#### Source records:
----------------

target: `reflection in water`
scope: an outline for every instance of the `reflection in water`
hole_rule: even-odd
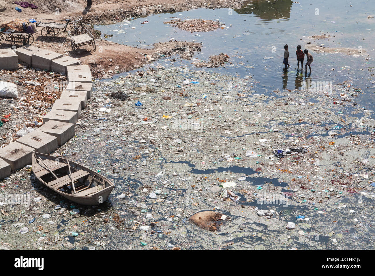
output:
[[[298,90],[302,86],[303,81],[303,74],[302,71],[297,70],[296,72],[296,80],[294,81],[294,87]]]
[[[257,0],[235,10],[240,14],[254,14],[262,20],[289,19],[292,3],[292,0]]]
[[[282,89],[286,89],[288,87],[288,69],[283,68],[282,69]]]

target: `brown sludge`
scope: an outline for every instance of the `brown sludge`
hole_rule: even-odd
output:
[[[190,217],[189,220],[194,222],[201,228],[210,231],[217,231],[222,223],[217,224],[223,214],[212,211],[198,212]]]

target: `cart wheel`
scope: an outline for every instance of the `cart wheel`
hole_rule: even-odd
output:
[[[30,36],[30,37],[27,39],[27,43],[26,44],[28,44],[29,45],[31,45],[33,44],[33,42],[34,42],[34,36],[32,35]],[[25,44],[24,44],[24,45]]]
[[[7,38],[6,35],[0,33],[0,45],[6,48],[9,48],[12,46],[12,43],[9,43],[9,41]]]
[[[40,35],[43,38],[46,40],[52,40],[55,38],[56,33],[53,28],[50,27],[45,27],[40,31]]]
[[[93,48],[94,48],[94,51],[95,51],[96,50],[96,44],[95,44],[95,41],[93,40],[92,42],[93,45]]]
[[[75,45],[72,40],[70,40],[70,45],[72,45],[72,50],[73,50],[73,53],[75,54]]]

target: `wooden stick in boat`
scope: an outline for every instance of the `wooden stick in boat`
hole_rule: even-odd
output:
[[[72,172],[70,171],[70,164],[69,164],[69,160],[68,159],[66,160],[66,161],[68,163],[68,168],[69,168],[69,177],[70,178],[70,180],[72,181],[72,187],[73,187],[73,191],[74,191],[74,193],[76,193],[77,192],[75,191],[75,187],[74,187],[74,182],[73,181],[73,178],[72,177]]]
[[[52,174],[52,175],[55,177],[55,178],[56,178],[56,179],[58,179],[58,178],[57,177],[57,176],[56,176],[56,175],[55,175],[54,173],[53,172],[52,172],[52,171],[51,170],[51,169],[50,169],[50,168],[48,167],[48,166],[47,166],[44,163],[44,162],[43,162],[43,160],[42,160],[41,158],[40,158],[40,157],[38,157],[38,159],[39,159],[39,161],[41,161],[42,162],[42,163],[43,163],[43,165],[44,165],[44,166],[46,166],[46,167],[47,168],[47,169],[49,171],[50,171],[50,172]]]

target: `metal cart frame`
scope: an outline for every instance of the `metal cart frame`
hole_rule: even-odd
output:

----------------

#### Exercise requirements:
Pick out each line above that contains the word "metal".

#### Exercise result:
target: `metal cart frame`
scope: an outline for every instance of the `metal cart frame`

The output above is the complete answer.